This is an archive of the discontinued LLVM Phabricator instance.

[SimplifyLibCalls] Simplify strlen to a subtraction for certain cases
ClosedPublic

Authored by lihuang on Mar 16 2016, 3:02 PM.

Details

Summary

This patch implements this optimization:

strlen(s + x)  --> strlen(s) - x,

where s is a pointer to a string literal, and x is an integer variable. Note that strlen(s) is a constant which is known at compile time. This optimization is legal when one of the following is true:

A. x is known to be within the range [0, strlen(s)]
B. The string literal is null-terminated and has only one null terminator "\0" at its end, and (s + x) is proved to be an out-of-bound pointer when x < 0 or x > strlen(s).

Case A is straightforward. For case B, it's legal to do this optimization because strlen will have undefined behavior when (s + x) is out of bound.

== Dataset entries ==
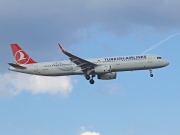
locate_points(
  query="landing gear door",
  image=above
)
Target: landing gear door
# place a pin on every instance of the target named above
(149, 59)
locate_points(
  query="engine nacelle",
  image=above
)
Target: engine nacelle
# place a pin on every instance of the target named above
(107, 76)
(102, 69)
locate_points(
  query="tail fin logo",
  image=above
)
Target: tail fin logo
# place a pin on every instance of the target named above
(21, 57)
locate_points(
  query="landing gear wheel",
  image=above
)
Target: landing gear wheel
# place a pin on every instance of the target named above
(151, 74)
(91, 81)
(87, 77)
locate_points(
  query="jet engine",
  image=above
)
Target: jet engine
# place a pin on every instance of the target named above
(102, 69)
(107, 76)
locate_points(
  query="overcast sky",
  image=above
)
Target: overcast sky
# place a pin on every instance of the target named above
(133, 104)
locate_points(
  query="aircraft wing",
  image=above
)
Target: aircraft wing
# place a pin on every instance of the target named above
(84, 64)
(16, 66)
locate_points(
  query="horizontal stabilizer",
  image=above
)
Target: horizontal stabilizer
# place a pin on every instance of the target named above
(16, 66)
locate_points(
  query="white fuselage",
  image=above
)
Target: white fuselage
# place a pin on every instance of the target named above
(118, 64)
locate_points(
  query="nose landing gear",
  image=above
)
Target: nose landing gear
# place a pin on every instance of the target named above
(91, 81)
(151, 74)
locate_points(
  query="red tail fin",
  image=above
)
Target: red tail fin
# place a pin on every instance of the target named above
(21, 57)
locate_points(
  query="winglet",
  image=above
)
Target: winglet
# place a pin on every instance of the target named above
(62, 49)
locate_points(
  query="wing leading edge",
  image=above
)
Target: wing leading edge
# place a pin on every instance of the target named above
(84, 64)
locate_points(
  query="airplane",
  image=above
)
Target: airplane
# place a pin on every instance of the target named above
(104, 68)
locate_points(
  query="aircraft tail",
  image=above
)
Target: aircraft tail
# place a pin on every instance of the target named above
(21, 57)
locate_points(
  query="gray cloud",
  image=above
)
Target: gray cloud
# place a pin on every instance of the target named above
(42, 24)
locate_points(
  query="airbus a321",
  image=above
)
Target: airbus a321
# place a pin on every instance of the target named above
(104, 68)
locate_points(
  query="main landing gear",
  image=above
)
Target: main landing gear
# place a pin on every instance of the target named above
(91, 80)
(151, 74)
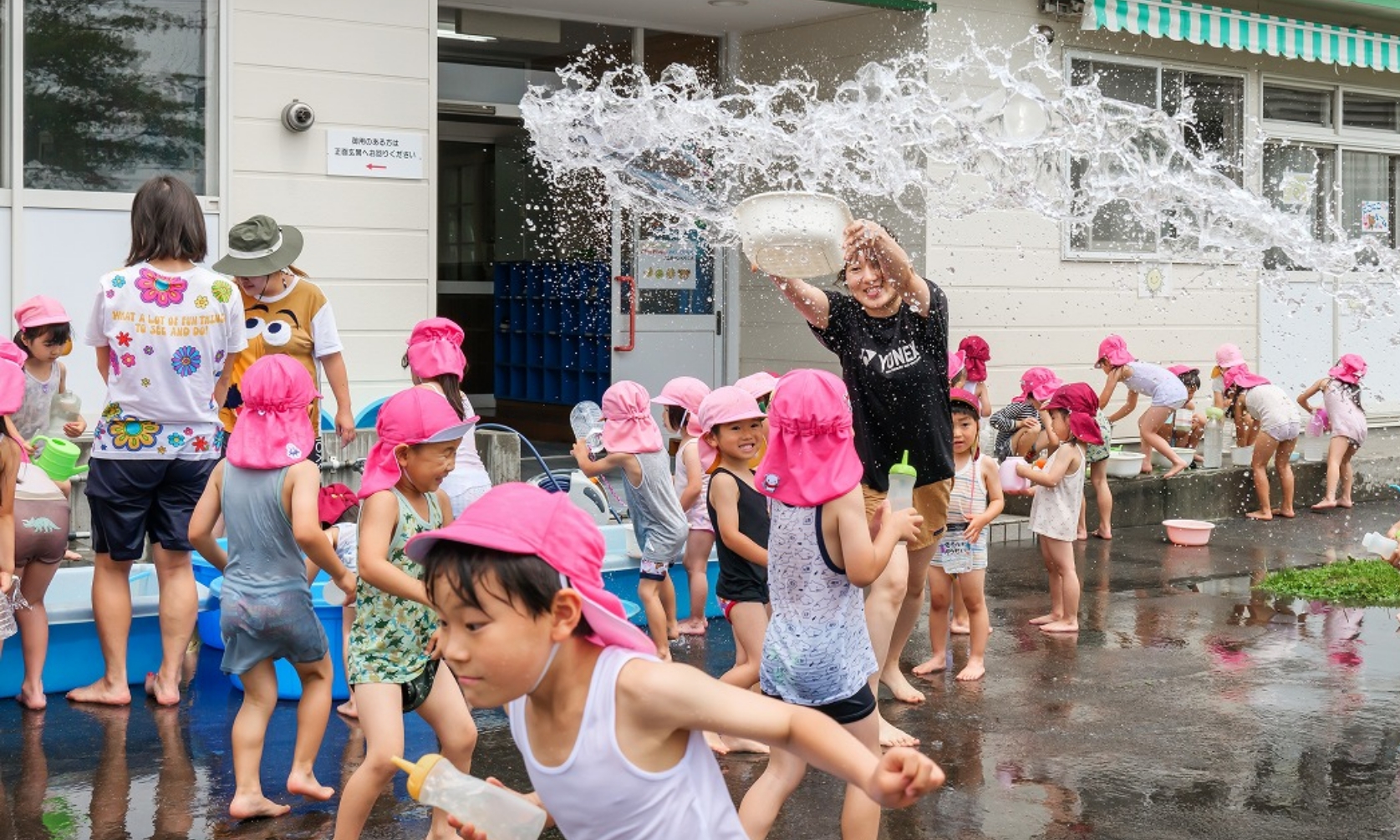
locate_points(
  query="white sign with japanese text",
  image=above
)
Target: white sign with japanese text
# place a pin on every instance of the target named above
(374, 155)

== What this task involves ==
Can you resume the strlen patch summary right after its last sentence? The entries are separate material, unrelated to the patch summary.

== Output ==
Diff Detail

Repository
rL LLVM

Event Timeline

lihuang updated this revision to Diff 50860.Mar 16 2016, 3:02 PM
lihuang retitled this revision from to [SimplifyLibCalls] Simplify strlen to a subtraction for certain cases.
lihuang updated this object.
lihuang added reviewers: spatel, DavidKreitzer.
lihuang added a subscriber: llvm-commits.
nlopes added a subscriber: nlopes.Mar 16 2016, 4:13 PM

Could you please explain the motivation for this transformation?
Doesn't seem very profitable to me unless strlen(s) has already been computed before. Otherwise we end up visiting more memory positions than with the original code.

We only do this optimization when s is a string literal, so that strlen(s) could be computed at compile time. The motivation is, this could save some function calls, and gcc has this optimization.

majnemer added inline comments.
lib/Transforms/Utils/SimplifyLibCalls.cpp
538–558 ↗(On Diff #50860)

Have you tried using something like GetPointerBaseWithConstantOffset? You might be able to replace this code with that.

lihuang added inline comments.Mar 17 2016, 11:13 AM
lib/Transforms/Utils/SimplifyLibCalls.cpp
538–558 ↗(On Diff #50860)

The GEP in this case is not with a constant offset, as x is a variable. So GetPointerBaseWithConstantOffset doesn't help here.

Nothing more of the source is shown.